===== TEXT EXCERPT =====

This is a continuation of a series of articles on operational engineering aspects of Azure public cloud computing that included the most recent discussion on Azure Data Lake which is a full-fledged general availability service that provides similar Service Level Agreements as expected from others in the category. This article focuses on Azure Data Lake which is suited to store and handle Big Data. This is built over Azure Blob Storage, so it provides native support for web-accessible documents. It is not a massive virtual data warehouse, but it powers a lot of analytics and is centerpiece of most solutions the conform to the Big Data architectural style.

Azure Data Lake supports query acceleration and analytics framework. It significantly improves data processing by only retrieving data that is relevant to an operation. This cascades to reduced time and processing power for the end-to-end scenarios that are necessary to gain critical insights into stored data. Both ‘filtering predicates' and ‘column projections’ are enabled, and SQL can be used to describe them. Only the data that meets these conditions are transmitted. A request processes only one file so joins, aggregates and other query operators are not supported but the request can be in any format such as csv or json file formats. The query acceleration feature isn’t limited to Data Lake Storage. It is supported even on Blobs in storage accounts that form the persistence layer below the containers of the data lake. Even those without hierarchical namespace are supported by the Azure Data Lake query acceleration feature. The query acceleration is part of the data lake so applications can be switched with one another, and the data selectivity and improved latency continues across the switch. Since the processing is on the side of the Data Lake, the pricing model for query acceleration differs from that of the normal transactional model.

=====

▸ **PROBLEM TO WORK ON**
Name every Azure storage service that the text on Azure Data Lake query acceleration refers to by its product name.

===== DATA RECORDS =====

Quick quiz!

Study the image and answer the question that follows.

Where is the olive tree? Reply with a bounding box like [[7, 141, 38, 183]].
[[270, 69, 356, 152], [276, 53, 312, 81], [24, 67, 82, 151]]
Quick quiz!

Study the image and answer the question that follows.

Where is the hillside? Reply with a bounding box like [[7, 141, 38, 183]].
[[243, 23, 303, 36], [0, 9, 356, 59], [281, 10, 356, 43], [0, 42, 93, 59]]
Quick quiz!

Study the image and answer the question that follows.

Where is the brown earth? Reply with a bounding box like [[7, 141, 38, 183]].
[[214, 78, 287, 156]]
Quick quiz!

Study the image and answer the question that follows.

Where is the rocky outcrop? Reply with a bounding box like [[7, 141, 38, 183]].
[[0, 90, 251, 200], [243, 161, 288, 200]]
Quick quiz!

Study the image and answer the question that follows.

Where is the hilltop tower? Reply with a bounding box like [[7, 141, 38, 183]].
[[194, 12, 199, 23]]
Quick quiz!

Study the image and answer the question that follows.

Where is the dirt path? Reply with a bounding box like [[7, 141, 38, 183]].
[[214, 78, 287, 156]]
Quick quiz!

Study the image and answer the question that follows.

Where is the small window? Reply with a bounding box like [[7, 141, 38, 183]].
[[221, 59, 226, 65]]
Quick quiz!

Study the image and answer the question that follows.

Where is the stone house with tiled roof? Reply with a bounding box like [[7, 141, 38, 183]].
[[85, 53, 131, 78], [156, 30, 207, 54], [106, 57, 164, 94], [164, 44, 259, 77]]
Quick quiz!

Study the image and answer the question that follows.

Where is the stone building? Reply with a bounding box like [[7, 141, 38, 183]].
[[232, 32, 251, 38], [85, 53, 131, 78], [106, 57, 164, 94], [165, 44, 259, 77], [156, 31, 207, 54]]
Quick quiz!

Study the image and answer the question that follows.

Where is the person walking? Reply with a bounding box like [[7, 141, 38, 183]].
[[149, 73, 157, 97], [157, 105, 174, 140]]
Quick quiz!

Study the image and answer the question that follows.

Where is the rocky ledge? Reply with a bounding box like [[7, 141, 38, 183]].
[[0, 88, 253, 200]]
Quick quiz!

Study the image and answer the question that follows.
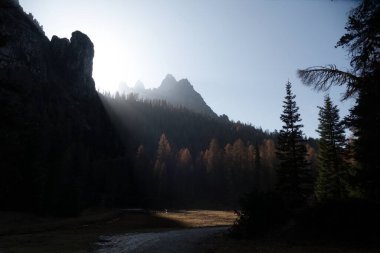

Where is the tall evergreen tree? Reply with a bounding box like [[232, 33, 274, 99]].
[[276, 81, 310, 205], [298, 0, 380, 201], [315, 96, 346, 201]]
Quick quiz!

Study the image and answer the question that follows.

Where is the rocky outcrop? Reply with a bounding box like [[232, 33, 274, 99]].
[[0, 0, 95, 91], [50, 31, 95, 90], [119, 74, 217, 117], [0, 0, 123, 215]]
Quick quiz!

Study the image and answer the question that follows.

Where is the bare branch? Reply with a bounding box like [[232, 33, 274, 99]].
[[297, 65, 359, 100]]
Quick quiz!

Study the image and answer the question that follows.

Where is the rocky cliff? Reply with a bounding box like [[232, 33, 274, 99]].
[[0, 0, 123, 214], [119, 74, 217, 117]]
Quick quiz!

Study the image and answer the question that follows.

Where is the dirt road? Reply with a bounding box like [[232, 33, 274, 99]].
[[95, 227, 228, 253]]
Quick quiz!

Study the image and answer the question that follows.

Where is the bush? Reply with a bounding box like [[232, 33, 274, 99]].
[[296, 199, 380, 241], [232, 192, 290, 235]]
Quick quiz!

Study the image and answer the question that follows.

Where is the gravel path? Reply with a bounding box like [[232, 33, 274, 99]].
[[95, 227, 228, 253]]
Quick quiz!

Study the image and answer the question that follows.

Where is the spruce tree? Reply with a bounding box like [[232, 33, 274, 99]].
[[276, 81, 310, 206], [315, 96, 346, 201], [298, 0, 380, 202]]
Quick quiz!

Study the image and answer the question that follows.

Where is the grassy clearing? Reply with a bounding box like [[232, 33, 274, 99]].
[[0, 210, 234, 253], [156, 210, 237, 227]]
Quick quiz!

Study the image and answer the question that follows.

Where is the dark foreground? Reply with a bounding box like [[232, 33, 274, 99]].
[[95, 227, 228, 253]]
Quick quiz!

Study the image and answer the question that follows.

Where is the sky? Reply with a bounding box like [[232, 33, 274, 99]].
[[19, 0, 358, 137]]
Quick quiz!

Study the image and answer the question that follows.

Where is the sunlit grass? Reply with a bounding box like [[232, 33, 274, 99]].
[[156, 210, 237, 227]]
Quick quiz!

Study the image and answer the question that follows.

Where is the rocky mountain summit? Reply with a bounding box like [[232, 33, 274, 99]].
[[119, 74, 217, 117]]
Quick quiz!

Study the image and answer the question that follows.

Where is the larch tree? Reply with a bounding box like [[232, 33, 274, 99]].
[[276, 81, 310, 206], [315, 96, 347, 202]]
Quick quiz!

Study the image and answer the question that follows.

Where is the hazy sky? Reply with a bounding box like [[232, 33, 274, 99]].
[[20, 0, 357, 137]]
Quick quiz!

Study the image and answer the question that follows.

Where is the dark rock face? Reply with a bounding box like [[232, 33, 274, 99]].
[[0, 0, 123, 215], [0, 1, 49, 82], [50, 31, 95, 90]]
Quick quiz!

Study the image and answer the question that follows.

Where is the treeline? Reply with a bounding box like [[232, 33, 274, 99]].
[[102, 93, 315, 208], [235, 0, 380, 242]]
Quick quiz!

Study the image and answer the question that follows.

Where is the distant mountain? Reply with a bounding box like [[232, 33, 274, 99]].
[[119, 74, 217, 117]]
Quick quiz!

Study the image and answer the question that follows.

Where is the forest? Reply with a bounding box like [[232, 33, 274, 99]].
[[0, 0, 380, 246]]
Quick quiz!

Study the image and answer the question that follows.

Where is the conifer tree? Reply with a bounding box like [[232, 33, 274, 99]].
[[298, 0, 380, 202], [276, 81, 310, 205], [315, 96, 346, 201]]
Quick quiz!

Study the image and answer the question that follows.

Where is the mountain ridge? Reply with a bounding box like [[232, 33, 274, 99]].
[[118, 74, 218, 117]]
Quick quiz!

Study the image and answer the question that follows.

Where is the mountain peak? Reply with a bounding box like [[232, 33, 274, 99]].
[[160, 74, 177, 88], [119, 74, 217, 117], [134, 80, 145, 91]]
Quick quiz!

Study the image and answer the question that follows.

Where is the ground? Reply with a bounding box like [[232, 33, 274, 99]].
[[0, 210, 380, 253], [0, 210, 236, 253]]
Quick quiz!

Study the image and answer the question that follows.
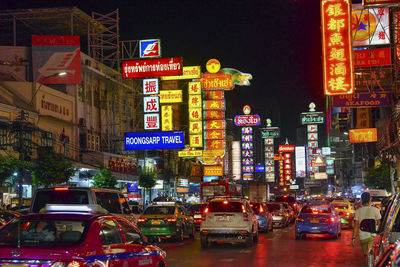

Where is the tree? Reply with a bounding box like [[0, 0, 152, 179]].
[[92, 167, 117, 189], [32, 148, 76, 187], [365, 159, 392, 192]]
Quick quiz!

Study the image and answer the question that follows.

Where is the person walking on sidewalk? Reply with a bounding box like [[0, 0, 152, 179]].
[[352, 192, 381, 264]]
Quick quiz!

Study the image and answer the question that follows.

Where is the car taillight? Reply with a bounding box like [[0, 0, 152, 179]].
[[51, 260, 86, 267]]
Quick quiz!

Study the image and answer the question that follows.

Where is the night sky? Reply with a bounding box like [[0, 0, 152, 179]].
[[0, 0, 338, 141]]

=====
===== DATA RECORDS =====

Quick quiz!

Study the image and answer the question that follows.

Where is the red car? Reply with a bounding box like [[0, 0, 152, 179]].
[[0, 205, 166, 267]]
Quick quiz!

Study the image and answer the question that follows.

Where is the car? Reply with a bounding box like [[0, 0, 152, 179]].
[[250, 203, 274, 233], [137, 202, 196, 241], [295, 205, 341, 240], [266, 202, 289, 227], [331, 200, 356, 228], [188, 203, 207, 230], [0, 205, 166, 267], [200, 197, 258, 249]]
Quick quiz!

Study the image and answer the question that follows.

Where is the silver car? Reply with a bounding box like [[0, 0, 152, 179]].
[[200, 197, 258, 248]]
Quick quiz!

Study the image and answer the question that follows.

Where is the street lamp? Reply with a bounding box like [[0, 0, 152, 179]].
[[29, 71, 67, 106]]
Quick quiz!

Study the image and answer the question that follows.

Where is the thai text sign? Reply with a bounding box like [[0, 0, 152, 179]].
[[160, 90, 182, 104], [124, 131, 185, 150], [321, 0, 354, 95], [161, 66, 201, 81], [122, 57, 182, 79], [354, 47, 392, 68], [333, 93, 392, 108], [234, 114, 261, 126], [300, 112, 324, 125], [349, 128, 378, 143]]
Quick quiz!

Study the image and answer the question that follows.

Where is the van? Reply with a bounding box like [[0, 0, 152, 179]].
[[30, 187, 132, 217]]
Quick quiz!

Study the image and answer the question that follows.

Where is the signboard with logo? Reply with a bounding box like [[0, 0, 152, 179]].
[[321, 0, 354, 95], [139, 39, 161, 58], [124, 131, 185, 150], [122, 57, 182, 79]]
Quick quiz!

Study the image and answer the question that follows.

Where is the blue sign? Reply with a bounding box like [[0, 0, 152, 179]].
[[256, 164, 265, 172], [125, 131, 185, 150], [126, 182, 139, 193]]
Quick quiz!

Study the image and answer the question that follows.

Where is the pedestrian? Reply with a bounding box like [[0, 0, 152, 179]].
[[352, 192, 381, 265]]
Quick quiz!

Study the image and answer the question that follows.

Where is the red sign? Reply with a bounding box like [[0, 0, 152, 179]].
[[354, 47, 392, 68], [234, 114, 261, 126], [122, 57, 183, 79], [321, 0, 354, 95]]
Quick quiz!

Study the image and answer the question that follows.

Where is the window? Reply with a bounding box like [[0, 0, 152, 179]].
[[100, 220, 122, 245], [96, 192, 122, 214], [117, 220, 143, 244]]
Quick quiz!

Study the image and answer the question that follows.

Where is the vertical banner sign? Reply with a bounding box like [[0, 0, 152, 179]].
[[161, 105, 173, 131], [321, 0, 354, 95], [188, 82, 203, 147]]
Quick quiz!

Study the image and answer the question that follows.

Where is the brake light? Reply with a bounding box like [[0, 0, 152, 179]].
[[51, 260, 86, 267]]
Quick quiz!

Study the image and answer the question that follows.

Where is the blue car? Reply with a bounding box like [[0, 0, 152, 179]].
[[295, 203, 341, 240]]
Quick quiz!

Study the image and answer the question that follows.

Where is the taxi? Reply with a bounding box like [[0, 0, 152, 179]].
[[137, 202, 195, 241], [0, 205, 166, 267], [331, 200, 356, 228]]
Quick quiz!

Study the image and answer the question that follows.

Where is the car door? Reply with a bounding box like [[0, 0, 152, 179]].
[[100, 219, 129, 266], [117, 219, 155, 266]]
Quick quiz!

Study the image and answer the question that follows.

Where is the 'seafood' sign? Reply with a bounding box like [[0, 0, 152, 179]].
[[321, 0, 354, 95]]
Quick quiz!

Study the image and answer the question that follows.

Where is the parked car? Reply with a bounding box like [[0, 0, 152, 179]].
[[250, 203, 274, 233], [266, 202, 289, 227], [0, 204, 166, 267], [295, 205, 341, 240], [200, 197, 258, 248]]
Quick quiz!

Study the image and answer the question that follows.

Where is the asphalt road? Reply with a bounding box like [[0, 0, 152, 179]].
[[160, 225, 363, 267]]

=====

▸ **RESPONSE FOR THIS EXERCISE**
Azure Data Lake, Azure Blob Storage, Data Lake Storage